## Excerpt to read
━━━

Girdle - The girdle around the waist completed the dress of the highest priest in the temple. The girdle was woven of sky-blue, dark-red and crimson dyed wools, and twisted linen. Josephus recorded that it was thin, very long, embroidered, and woven of colored wool and white linen. The girdles of the lower priests were probably simple plain white linen. The placement of the knot was in the front and the ends of the knot hung low, according to Josephus (Antiquities 3:7:2).

Crown> - The gold plaque on the mitre is called a crown or diadem. A diadem is an “embroidered white silk ribbon, ending in a knot and two fringed strips often placed on the shoulders.” In early times it was worn about the shoulders or neck to denote rank or official and was often presented to winning athletes.

The diadem is the first crown in history, dating back to Sumerian and Egyptian times. Josephus described three gold bands on a blue cap above the mitre, with finely woven linen on each band, an apparent predecessor to the kingly crown we think of today. Blue cords around the back of the head held the gold plaque in place.

Trousers - Aaron's sons who worked in the temple wore trousers “to cover the flesh of their nakedness.” They were pure 6-ply white flax and simply woven.

Other Lower Priest Clothing - Aaron's sons who worked in the temple wore tunics, girldes, and less formal head-coverings. Each article was pure white.

On the day of atonement, the High Priest wore clothing similar to the ordinary priests. He wore two tunics (one in the morning and one in the evening), trousers “upon his flesh,” a girdle, and a mitre. But afterward these clothes were to never be worn again. The priest “shall take off the linen garments, which he put on when he went into the holy place, and he shall leave them there.” They are all pure white simply-woven flax, unlike the usual colorful dress.

Urim and Thummim - The Urim and Thummim, traditionally translated to mean “light and perfection,” was an oracle worn on the High Priest's breastplate through which he received answers from God.

Some speculate that the secret name of God was written on paper and inserted next to the device and that is how it got its holiness in order to answer important questions. Others speculate that it was a device, or two, that was placed in a pocket and pulled out with an answer. Writing seems to be importantly involved.

Some speculate that Urim and Thummim translates to “cursed or innocent” and that it was a tool of judgment. In 1 Samuel 14:41, Saul discovered the sinner in a group by continually splitting the group into subgroups while asking for “Urim” or “Thummim” which group contains the culprit. This suggests that the Urim and Thummim used cleromancy because this verse in the Septuagint version indicates the object was manipulated to divine the answer. Also, the next verse says they “cast lots.”

Because all but two recorded uses of the device brought yes or no answers, some scholars believe it produced single words. Talmudic rabbis traditionally taught that light shined from the gems on the breastplate to create letters that spelled out an answer. Josephus said it shined brilliantly. Some even said the gems moved (See Yoma 73).

The Urim and Thummim was believed to have been created by God and given to Moses. It was used for matters that concerned the entire congregation. Extensive research has determined that the Urim and Thummim had a significant role in ancient Israel for receiving revelation from God.

━━━

## Dataset records
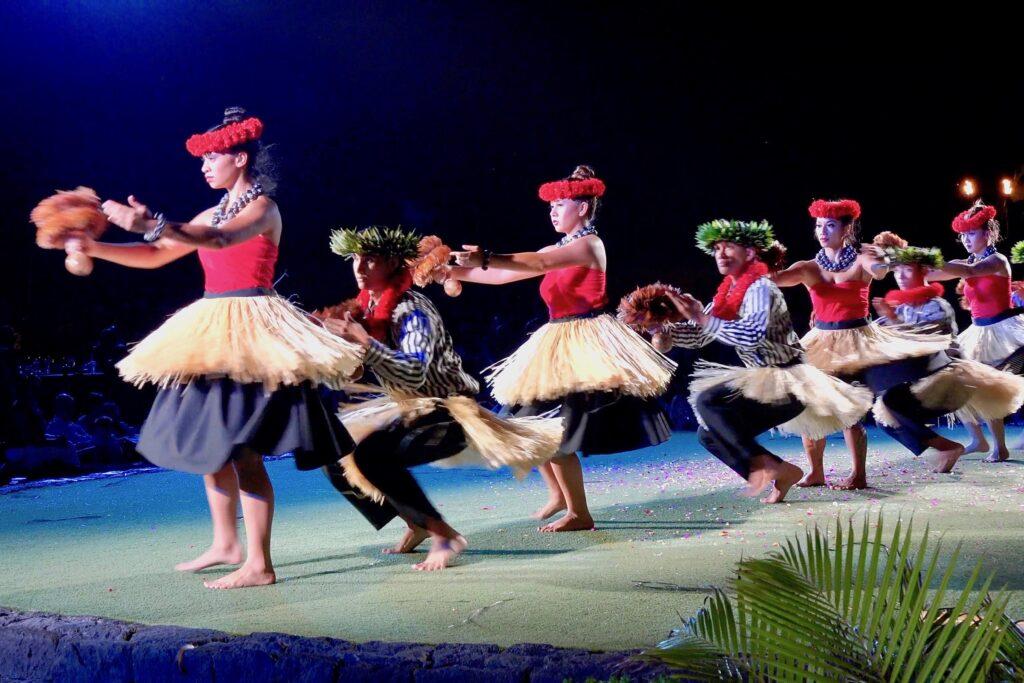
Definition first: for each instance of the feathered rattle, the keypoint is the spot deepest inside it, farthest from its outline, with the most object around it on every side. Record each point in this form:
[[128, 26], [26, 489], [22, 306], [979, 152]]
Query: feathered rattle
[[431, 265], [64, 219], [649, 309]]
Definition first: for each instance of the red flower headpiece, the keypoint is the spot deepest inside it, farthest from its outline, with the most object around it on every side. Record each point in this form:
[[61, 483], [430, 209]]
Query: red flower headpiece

━━━

## What you are asked to do
Reproduce the passage on priestly garments between "The diadem is" and "and simply woven.", inclusive. Rely only on the passage on priestly garments.

## Task response
The diadem is the first crown in history, dating back to Sumerian and Egyptian times. Josephus described three gold bands on a blue cap above the mitre, with finely woven linen on each band, an apparent predecessor to the kingly crown we think of today. Blue cords around the back of the head held the gold plaque in place.

Trousers - Aaron's sons who worked in the temple wore trousers “to cover the flesh of their nakedness.” They were pure 6-ply white flax and simply woven.